▸ Goal: From the passage on data management, copy the text from "Recommendation 9. Research" to "with principal investigators." without any change.

▸ Passage provided:
****************************************

The case studies considered by the committee covered a broad range of objectives, spatial and temporal scales, data sources, data management procedures, quantity and quality of data, and analytic and interpretive methods. From these observations and a consideration of the results of the case studies, the committee concludes that effective data management is an integral part of successful data interfacing. The committee also concludes that there is a critical need to educate scientists about data management principles and to foster improved working relationships between scientists and information management professionals.
Recommendation 9. Research universities should include courses in their curricula that provide environmental scientists with an in-depth understanding of the rationale for and principles of sound data management. Program managers and data managers, in their interactions with and training of environmental scientists, should emphasize how state-of-the-practice data management can provide immediate and long-lasting benefits to scientists, particularly those engaged in interdisciplinary research. At the same time, data managers need to be a part of the conceptual team from the beginning of a project and have equal status with principal investigators.
In its review of the factors that contribute to the success or failure of data interfacing efforts, the committee identified traditional concepts of data ownership as a serious impediment to success. Existing reward systems and traditional practice often combine to motivate scientists to treat data as personal property, even in the face of contractual agreements for data submission and sharing.
Recommendation 10. In order to encourage interdisciplinary research and to make data available as quickly as possible to all researchers, specific guidelines should be established for when and under what conditions data will be made available to users other than those who collected them. Such guidelines are particularly important when data collectors, data managers, and other users are in different organizations. In addition, adequate rewards should be established by the
funders of research and publishers to motivate principal investigators to place all data in the public domain.

****************************************

▸ Items:
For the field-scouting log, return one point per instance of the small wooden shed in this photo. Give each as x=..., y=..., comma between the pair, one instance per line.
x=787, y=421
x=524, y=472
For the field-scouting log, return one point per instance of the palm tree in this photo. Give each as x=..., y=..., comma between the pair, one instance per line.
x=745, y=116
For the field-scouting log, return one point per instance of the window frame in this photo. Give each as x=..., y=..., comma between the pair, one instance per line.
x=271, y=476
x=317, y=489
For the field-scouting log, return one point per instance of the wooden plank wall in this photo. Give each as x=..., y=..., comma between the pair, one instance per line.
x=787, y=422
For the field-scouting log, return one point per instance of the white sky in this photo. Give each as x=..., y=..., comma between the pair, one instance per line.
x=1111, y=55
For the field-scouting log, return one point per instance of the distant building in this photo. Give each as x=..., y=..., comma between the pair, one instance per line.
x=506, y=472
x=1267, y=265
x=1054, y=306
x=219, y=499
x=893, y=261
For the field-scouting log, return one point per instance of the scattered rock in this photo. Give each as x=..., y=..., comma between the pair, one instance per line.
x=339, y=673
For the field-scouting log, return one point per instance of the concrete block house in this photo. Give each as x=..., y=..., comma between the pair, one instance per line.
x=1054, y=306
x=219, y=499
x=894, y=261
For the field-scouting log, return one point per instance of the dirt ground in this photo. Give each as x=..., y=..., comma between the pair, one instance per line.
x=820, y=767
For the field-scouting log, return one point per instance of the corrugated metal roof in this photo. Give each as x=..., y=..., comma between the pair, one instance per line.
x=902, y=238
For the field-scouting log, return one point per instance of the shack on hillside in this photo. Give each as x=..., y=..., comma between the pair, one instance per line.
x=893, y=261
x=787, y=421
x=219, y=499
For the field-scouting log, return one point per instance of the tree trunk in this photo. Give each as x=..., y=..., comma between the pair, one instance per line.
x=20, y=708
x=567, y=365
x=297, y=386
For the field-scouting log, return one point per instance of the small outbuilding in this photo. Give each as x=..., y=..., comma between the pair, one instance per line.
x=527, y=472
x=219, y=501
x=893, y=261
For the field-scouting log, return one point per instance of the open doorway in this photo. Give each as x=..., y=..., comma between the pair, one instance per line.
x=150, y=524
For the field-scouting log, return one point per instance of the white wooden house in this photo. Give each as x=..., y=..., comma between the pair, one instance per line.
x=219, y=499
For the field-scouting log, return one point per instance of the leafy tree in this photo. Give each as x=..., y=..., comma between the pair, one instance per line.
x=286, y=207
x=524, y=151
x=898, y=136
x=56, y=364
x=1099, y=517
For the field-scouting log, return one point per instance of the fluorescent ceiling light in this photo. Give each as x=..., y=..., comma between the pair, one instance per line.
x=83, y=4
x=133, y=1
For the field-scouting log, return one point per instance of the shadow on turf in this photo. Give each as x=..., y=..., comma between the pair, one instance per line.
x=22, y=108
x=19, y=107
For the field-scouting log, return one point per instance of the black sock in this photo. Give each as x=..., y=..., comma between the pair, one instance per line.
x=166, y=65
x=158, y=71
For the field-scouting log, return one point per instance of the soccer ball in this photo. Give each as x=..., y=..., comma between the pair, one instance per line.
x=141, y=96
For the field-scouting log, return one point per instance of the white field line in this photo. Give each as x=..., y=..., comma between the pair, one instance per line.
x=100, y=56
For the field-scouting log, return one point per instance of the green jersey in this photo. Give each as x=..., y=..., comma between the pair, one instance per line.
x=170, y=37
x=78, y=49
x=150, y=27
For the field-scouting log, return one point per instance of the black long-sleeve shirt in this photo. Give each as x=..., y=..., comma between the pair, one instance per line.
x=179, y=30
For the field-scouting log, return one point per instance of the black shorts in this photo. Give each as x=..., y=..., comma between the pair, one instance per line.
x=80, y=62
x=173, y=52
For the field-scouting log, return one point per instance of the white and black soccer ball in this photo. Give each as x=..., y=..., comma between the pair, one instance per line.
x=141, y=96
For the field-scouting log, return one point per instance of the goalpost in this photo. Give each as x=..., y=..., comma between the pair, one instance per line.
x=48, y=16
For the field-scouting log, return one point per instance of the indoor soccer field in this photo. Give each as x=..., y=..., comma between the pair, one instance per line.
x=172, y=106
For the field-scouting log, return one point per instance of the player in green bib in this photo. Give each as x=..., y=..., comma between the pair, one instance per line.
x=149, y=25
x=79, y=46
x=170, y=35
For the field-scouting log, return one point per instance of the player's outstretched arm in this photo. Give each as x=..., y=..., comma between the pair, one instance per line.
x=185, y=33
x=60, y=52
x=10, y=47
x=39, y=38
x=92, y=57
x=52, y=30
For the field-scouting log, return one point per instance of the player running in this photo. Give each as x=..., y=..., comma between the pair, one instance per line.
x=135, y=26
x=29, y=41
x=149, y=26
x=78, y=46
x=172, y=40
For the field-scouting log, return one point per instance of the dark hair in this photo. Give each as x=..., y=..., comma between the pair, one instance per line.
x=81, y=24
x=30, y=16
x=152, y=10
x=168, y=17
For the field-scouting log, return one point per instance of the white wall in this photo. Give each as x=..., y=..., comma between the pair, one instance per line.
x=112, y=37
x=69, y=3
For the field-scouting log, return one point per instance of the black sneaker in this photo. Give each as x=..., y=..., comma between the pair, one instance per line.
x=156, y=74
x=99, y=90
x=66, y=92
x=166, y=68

****************************************

▸ Worked solution:
Recommendation 9. Research universities should include courses in their curricula that provide environmental scientists with an in-depth understanding of the rationale for and principles of sound data management. Program managers and data managers, in their interactions with and training of environmental scientists, should emphasize how state-of-the-practice data management can provide immediate and long-lasting benefits to scientists, particularly those engaged in interdisciplinary research. At the same time, data managers need to be a part of the conceptual team from the beginning of a project and have equal status with principal investigators.